*Задание*.
Оформите все приведённые ниже строки как таблицу Markdown со столбцами «№» (порядковый номер) и «Строка» (сама строка). Пустые строки в таблицу не включайте.

*Записи набора данных*.
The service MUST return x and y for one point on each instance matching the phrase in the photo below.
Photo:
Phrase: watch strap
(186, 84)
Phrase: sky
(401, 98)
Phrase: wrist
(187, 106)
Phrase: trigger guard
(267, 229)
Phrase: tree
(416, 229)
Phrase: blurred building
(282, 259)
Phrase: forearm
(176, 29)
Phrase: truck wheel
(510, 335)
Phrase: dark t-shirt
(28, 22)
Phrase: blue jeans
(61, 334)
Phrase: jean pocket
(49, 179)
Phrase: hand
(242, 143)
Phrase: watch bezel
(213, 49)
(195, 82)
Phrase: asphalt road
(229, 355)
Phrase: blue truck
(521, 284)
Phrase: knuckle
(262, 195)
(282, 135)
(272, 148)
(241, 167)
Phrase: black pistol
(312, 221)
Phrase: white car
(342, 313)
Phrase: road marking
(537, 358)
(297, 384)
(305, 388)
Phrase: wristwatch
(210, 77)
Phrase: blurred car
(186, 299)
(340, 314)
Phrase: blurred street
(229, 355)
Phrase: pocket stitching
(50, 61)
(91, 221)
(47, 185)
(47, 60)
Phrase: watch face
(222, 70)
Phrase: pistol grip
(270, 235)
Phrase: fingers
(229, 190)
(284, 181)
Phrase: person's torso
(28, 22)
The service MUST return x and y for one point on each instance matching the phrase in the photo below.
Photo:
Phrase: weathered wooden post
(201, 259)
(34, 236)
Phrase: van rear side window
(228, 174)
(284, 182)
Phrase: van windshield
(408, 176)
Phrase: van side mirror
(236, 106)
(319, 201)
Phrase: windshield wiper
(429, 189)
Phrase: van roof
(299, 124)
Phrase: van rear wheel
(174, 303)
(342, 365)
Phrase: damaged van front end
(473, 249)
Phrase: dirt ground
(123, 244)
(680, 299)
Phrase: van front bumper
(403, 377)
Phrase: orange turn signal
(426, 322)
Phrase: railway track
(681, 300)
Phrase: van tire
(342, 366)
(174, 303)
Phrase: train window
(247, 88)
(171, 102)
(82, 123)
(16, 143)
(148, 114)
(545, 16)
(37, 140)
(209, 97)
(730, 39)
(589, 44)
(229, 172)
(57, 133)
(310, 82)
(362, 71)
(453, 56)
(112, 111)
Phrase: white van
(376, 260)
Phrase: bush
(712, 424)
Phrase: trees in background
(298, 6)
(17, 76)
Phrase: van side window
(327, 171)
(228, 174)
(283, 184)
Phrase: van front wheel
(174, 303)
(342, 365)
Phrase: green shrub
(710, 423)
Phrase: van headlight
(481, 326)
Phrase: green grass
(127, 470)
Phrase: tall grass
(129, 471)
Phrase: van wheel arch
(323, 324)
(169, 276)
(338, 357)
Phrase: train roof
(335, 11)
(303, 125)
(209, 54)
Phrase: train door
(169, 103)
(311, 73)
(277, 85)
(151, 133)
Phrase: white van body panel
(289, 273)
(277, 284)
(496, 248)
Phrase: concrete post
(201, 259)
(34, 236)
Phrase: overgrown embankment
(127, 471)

*Результат выполнения*.
| № | Строка |
|---|---|
| 1 | The service MUST return x and y for one point on each instance matching the phrase in the photo below. |
| 2 | Photo: |
| 3 | Phrase: watch strap |
| 4 | (186, 84) |
| 5 | Phrase: sky |
| 6 | (401, 98) |
| 7 | Phrase: wrist |
| 8 | (187, 106) |
| 9 | Phrase: trigger guard |
| 10 | (267, 229) |
| 11 | Phrase: tree |
| 12 | (416, 229) |
| 13 | Phrase: blurred building |
| 14 | (282, 259) |
| 15 | Phrase: forearm |
| 16 | (176, 29) |
| 17 | Phrase: truck wheel |
| 18 | (510, 335) |
| 19 | Phrase: dark t-shirt |
| 20 | (28, 22) |
| 21 | Phrase: blue jeans |
| 22 | (61, 334) |
| 23 | Phrase: jean pocket |
| 24 | (49, 179) |
| 25 | Phrase: hand |
| 26 | (242, 143) |
| 27 | Phrase: watch bezel |
| 28 | (213, 49) |
| 29 | (195, 82) |
| 30 | Phrase: asphalt road |
| 31 | (229, 355) |
| 32 | Phrase: blue truck |
| 33 | (521, 284) |
| 34 | Phrase: knuckle |
| 35 | (262, 195) |
| 36 | (282, 135) |
| 37 | (272, 148) |
| 38 | (241, 167) |
| 39 | Phrase: black pistol |
| 40 | (312, 221) |
| 41 | Phrase: white car |
| 42 | (342, 313) |
| 43 | Phrase: road marking |
| 44 | (537, 358) |
| 45 | (297, 384) |
| 46 | (305, 388) |
| 47 | Phrase: wristwatch |
| 48 | (210, 77) |
| 49 | Phrase: blurred car |
| 50 | (186, 299) |
| 51 | (340, 314) |
| 52 | Phrase: blurred street |
| 53 | (229, 355) |
| 54 | Phrase: pocket stitching |
| 55 | (50, 61) |
| 56 | (91, 221) |
| 57 | (47, 185) |
| 58 | (47, 60) |
| 59 | Phrase: watch face |
| 60 | (222, 70) |
| 61 | Phrase: pistol grip |
| 62 | (270, 235) |
| 63 | Phrase: fingers |
| 64 | (229, 190) |
| 65 | (284, 181) |
| 66 | Phrase: person's torso |
| 67 | (28, 22) |
| 68 | The service MUST return x and y for one point on each instance matching the phrase in the photo below. |
| 69 | Photo: |
| 70 | Phrase: weathered wooden post |
| 71 | (201, 259) |
| 72 | (34, 236) |
| 73 | Phrase: van rear side window |
| 74 | (228, 174) |
| 75 | (284, 182) |
| 76 | Phrase: van windshield |
| 77 | (408, 176) |
| 78 | Phrase: van side mirror |
| 79 | (236, 106) |
| 80 | (319, 201) |
| 81 | Phrase: windshield wiper |
| 82 | (429, 189) |
| 83 | Phrase: van roof |
| 84 | (299, 124) |
| 85 | Phrase: van rear wheel |
| 86 | (174, 303) |
| 87 | (342, 365) |
| 88 | Phrase: damaged van front end |
| 89 | (473, 249) |
| 90 | Phrase: dirt ground |
| 91 | (123, 244) |
| 92 | (680, 299) |
| 93 | Phrase: van front bumper |
| 94 | (403, 377) |
| 95 | Phrase: orange turn signal |
| 96 | (426, 322) |
| 97 | Phrase: railway track |
| 98 | (681, 300) |
| 99 | Phrase: van tire |
| 100 | (342, 366) |
| 101 | (174, 303) |
| 102 | Phrase: train window |
| 103 | (247, 88) |
| 104 | (171, 102) |
| 105 | (82, 123) |
| 106 | (16, 143) |
| 107 | (148, 114) |
| 108 | (545, 16) |
| 109 | (37, 140) |
| 110 | (209, 97) |
| 111 | (730, 39) |
| 112 | (589, 44) |
| 113 | (229, 172) |
| 114 | (57, 133) |
| 115 | (310, 82) |
| 116 | (362, 71) |
| 117 | (453, 56) |
| 118 | (112, 111) |
| 119 | Phrase: white van |
| 120 | (376, 260) |
| 121 | Phrase: bush |
| 122 | (712, 424) |
| 123 | Phrase: trees in background |
| 124 | (298, 6) |
| 125 | (17, 76) |
| 126 | Phrase: van side window |
| 127 | (327, 171) |
| 128 | (228, 174) |
| 129 | (283, 184) |
| 130 | Phrase: van front wheel |
| 131 | (174, 303) |
| 132 | (342, 365) |
| 133 | Phrase: green shrub |
| 134 | (710, 423) |
| 135 | Phrase: van headlight |
| 136 | (481, 326) |
| 137 | Phrase: green grass |
| 138 | (127, 470) |
| 139 | Phrase: tall grass |
| 140 | (129, 471) |
| 141 | Phrase: van wheel arch |
| 142 | (323, 324) |
| 143 | (169, 276) |
| 144 | (338, 357) |
| 145 | Phrase: train roof |
| 146 | (335, 11) |
| 147 | (303, 125) |
| 148 | (209, 54) |
| 149 | Phrase: train door |
| 150 | (169, 103) |
| 151 | (311, 73) |
| 152 | (277, 85) |
| 153 | (151, 133) |
| 154 | Phrase: white van body panel |
| 155 | (289, 273) |
| 156 | (277, 284) |
| 157 | (496, 248) |
| 158 | Phrase: concrete post |
| 159 | (201, 259) |
| 160 | (34, 236) |
| 161 | Phrase: overgrown embankment |
| 162 | (127, 471) |